Return all of the entries exactly as written.
---------- Data lines
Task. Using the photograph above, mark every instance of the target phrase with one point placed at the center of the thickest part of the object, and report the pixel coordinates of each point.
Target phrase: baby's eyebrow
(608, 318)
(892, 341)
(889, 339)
--------------------
→ **Solution for this task**
Task. Using the photograph above, mark every instance of the target phrase with one point placed at the center of the thickest part of the object, and report the pixel coordinates of each point.
Target phrase: baby's eyebrow
(608, 318)
(892, 341)
(889, 339)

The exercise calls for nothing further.